» **What is needed**
Which lines below contain the word "target"? Return each of them in full.

» **Material for this task**

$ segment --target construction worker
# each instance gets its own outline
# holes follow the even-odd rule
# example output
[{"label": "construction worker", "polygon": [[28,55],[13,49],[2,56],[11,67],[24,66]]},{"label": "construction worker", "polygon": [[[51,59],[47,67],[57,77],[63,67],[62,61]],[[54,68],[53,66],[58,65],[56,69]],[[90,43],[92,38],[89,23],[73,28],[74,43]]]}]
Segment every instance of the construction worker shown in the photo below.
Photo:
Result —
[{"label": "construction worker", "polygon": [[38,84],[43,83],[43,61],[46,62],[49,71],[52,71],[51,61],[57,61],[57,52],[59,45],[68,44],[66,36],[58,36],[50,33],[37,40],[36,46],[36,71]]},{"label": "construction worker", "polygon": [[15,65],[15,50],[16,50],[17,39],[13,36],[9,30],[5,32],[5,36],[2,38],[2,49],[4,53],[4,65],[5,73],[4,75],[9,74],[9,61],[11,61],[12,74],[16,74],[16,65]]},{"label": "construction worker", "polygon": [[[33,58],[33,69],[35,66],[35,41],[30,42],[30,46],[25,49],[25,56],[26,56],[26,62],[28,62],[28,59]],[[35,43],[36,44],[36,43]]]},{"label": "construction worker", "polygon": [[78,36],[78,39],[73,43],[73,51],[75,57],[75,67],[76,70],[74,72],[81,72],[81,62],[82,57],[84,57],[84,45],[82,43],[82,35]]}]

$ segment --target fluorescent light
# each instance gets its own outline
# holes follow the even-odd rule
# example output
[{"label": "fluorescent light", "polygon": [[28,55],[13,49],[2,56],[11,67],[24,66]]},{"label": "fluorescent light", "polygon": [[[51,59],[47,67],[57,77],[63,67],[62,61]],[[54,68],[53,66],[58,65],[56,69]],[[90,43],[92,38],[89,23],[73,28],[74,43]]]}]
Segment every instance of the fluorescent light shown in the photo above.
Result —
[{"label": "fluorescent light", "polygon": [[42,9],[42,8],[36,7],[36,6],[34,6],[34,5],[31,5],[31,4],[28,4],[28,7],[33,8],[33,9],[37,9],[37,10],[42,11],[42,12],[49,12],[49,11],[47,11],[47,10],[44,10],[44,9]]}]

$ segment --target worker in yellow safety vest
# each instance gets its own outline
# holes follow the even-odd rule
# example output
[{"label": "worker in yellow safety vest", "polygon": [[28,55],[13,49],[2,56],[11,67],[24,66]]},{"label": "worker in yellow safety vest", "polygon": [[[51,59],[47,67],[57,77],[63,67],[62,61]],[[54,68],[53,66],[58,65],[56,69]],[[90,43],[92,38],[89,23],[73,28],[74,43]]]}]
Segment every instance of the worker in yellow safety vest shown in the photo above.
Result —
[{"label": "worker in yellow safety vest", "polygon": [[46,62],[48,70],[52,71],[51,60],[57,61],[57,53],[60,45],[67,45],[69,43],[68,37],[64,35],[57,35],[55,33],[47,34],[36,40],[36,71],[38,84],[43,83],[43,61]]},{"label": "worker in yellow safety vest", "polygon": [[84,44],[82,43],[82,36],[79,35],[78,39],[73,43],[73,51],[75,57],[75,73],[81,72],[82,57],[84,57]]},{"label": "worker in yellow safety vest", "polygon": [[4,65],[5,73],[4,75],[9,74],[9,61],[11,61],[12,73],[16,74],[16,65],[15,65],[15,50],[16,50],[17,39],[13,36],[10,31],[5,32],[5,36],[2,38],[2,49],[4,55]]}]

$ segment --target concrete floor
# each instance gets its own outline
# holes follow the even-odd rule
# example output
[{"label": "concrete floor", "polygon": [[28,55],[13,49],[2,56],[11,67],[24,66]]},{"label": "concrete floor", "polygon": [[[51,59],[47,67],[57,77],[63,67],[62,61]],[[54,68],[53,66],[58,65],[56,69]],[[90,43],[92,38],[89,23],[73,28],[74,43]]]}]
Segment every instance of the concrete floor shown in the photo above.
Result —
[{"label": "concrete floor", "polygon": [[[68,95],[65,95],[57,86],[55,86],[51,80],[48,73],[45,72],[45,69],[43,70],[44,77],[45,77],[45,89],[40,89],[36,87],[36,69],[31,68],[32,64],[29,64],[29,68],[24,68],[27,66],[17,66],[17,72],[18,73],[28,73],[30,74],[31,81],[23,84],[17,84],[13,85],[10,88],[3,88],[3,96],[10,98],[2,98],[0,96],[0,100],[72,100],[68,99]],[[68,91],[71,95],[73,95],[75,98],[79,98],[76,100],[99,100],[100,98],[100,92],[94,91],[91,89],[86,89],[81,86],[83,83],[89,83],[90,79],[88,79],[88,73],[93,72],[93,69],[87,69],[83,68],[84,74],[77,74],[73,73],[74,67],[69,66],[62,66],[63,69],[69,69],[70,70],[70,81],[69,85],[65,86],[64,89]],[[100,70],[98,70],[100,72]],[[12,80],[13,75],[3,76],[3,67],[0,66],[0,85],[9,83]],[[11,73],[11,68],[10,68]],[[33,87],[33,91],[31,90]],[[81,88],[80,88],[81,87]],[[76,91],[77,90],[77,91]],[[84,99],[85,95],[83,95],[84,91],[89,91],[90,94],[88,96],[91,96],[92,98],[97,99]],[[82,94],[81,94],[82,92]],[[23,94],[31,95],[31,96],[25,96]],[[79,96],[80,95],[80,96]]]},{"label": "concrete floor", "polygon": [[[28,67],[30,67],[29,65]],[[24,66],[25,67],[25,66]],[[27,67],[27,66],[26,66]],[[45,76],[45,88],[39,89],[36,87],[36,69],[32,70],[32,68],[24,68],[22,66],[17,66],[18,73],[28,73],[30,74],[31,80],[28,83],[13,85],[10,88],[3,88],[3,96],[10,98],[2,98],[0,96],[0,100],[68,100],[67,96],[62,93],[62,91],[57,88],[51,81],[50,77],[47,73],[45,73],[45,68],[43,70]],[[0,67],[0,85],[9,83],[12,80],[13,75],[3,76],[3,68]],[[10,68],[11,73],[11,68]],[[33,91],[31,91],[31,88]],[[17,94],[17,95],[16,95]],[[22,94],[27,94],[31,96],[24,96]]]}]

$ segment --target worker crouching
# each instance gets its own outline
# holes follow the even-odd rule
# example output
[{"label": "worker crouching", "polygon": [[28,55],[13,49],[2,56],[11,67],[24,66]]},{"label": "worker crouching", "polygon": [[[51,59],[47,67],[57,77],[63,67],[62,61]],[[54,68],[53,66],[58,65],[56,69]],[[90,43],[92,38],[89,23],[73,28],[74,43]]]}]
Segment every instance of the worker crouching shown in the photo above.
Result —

» **In response**
$ segment --target construction worker
$ segment --target fluorescent light
$ segment --target worker in yellow safety vest
$ segment --target concrete floor
$ segment --target worker crouching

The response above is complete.